- **Required action**
Set down each entry as it stands. Skip the pictures.

..........

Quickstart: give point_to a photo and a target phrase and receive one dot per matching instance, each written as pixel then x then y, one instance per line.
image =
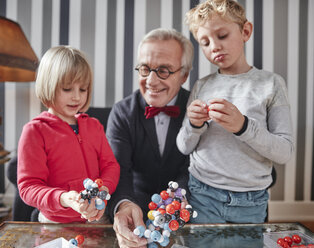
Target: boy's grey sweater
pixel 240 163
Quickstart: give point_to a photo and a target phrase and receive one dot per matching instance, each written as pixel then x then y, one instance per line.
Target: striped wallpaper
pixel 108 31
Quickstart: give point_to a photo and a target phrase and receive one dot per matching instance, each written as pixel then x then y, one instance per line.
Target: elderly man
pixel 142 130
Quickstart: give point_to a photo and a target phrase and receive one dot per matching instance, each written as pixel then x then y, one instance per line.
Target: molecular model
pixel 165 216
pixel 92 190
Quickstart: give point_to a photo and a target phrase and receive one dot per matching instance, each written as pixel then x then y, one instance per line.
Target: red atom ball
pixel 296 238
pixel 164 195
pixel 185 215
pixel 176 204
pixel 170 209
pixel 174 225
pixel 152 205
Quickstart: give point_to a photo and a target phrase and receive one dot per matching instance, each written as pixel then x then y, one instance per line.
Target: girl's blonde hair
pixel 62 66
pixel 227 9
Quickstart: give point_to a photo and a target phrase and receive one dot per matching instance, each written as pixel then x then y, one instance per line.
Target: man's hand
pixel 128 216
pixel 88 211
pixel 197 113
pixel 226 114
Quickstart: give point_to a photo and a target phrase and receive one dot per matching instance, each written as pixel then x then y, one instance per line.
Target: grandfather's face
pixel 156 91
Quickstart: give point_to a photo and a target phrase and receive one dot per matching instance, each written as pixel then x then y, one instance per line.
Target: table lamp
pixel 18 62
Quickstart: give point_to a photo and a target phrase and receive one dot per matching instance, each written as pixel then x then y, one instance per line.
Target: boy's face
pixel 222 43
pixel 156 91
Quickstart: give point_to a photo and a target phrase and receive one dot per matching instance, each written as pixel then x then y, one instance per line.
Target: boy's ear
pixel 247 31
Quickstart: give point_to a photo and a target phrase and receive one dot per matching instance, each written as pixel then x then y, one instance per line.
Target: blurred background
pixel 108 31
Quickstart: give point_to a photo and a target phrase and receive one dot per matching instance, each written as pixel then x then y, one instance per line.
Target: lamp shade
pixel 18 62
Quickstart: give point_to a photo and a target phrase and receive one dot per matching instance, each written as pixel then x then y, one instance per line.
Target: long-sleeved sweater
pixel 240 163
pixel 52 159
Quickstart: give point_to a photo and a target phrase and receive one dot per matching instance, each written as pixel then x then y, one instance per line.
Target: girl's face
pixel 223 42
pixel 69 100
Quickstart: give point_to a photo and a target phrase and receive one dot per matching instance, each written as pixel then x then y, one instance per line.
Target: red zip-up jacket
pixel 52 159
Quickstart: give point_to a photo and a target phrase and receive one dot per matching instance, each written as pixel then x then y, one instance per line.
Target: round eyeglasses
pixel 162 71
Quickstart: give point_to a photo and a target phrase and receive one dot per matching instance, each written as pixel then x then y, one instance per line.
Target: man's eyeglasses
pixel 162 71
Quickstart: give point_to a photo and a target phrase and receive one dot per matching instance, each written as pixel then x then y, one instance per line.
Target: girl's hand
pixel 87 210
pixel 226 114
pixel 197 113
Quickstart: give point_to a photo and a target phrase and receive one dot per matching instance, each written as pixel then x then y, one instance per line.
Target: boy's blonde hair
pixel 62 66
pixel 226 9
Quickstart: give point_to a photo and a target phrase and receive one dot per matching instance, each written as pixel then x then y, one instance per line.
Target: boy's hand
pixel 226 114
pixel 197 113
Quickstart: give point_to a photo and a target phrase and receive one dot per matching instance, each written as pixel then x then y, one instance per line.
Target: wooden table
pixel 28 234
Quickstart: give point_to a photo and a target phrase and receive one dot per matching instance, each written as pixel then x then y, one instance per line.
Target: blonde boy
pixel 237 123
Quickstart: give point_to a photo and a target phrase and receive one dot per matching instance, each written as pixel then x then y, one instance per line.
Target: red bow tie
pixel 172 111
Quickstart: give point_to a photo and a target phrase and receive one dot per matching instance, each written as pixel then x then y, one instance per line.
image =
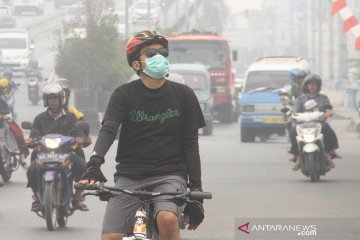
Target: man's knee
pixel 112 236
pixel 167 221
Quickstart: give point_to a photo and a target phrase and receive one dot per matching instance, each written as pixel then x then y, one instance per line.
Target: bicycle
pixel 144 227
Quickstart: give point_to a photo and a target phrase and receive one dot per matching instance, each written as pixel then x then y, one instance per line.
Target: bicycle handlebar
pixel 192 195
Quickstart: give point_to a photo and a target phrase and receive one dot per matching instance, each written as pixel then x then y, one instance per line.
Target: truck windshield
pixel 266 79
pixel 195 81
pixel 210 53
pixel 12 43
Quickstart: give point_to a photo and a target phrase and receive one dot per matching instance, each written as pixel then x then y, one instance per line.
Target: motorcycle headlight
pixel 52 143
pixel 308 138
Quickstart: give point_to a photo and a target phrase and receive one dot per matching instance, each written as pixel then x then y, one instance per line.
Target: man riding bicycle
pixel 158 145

..........

- **Result of this task**
Quickstart: give point_to a photo and a target phrase and receive one dot per matching instance, each written as pixel then x then y, one instance per line.
image =
Target: boy's grey sweater
pixel 240 163
Quickstart: give point_to a photo and a target phrase and receive one dot per matching instance, each written as pixel then x then y, one instance per line.
Target: striped wallpaper
pixel 108 31
Quickstart: give point_to a photo and a target phrase and receive one dot per matching instance, each written as pixel then x then y, one instance per line.
Target: elderly man
pixel 142 130
Quickstart: give point_to a photo and a target phrase and receive one dot per matching instance, each written as pixel then x then y, one instance per line.
Target: molecular model
pixel 165 216
pixel 92 190
Quickstart: give point_to a photo and a target phrase and receive one dot per matching instance, each written as pixel then x then y, one instance per line.
Target: red atom ball
pixel 296 238
pixel 164 195
pixel 185 215
pixel 176 204
pixel 170 209
pixel 174 225
pixel 152 205
Quickstart: give point_to a photo and a target phrase and receive one dot per matching instance, each written as pixel then x then y, one instance per line.
Target: girl's blonde hair
pixel 62 66
pixel 227 9
Quickstart: give point_to a photo and a target phrase and receive one dot per matching instance, each written as pixel then x then y, one instance per line.
Target: man's hand
pixel 128 216
pixel 88 211
pixel 197 113
pixel 226 114
Quickstart: give point_to a photo and a target phrase and receive one dot per matching instance, each written as pixel then x then y, one instance per line.
Target: grandfather's face
pixel 156 91
Quickstart: give point_to a photo and a target phrase and receive one dot per matching instance, each written as pixel then x then y, one instance per line.
Target: table lamp
pixel 18 62
Quickstart: give point_to a photo and a target phrase and receive one dot per matching instance, each written as pixel then x then y, one instance per line.
Target: boy's face
pixel 222 43
pixel 156 91
Quickstart: give point_to a photo and a target phrase and receive one dot per matching instance, each written as pixel then x then y, one instance per line.
Target: boy's ear
pixel 247 31
Quickstart: give point_to a photo and a target phrase and receive one dot per matching instance, each written as pixel then x then y, one instance per line.
Target: blurred background
pixel 108 31
Quickstart: give point_to a photo and a target phrase and receive one dot per matching instance, each written as pixel then x then y, one instance per line.
Target: lamp shade
pixel 18 62
Quickstart: give point_to a photo and a target phrase and receive one dot per matching instance, each written as pixel then x then y, one instance per line.
Target: long-sleeved sweater
pixel 240 163
pixel 52 159
Quickstart: give point_to a photo and a target phrase and receive one dot per matching instance, each written as pixel then x then y, one instance per line.
Target: girl's face
pixel 223 42
pixel 69 100
Quickstart: give point_to a photo and a target phrase and receive one dot per matching instance, each written as pixel then x then y, one instance per line.
Target: red zip-up jacket
pixel 52 159
Quickstart: give point_to a photo and a target phrase and receive one dot per matching instance, each written as pixel then x then y, one instance per line.
Target: round eyeglasses
pixel 162 71
Quickstart: give point_to a photo and a target phrase and receive one dot per matching instance, each written as pixel then x then y, one instance per line.
Target: man's eyeglasses
pixel 162 71
Quickstart: give point_to a photo and a target phrase and receive one dot per matching instance, each written as pixel then x then y, one instance per line.
Target: girl's hand
pixel 87 210
pixel 226 114
pixel 197 113
Quickstart: give point_to a photo and a target phrase and receive one dot per matching instance, each written as pixel then x then y, one instance per line.
Target: boy's blonde hair
pixel 62 66
pixel 226 9
Quickstart: give point_to a photo and a target phrase and receive one dot per matching instance, each written as pixel then x then y, one instance per line.
Target: boy's hand
pixel 226 114
pixel 197 113
Quickstart: give point_to a photo and a target phrase and receive one dot per matching instance, each written as pixel then x then y, one instance per line.
Target: wooden table
pixel 28 234
Quickstart: give point_to a photo and a target phrase and receive one dot per matching instance, each written as pixel then x then y, one instance per line.
Target: blonde boy
pixel 237 123
Quickstart: give point_to a photo and a target phrase and receive one dot per matching instance, each written as pixel then x then y, one instance per line.
Target: red bow tie
pixel 172 111
Quickstart: give point_to a photo and a target phrase and receive one dot per matching instance, each written as pixel then x then y, one instance per line.
image =
Target: man's knee
pixel 112 236
pixel 167 221
Quickstart: give point_to a photo and a target phrase and receive one dot per matching instance, each written as pixel then x then y, one instance per line.
Target: bicycle
pixel 144 227
Quickstart: give point_to a photo and a target phrase and receive one dot per matching instance, each written as pixel then x then y, one instance per line.
Target: bicycle handlebar
pixel 192 195
Quickstart: give point_to a photo and a target phrase and receive one dot per matching instance, each written as pixel then x then y, one instance per line.
Target: truck windshield
pixel 266 79
pixel 195 81
pixel 210 53
pixel 12 43
Quickstart: give point_to a photo and a target phrase and receive one dot per matching instance, each written as pixel then x then y, one instance per line.
Target: motorcycle headlight
pixel 52 143
pixel 308 138
Quickstart: give point_to a photo and a target phrase and receive one dot per matching instance, each written as pixel then x then y, one instance per line.
Target: man riding bicycle
pixel 158 145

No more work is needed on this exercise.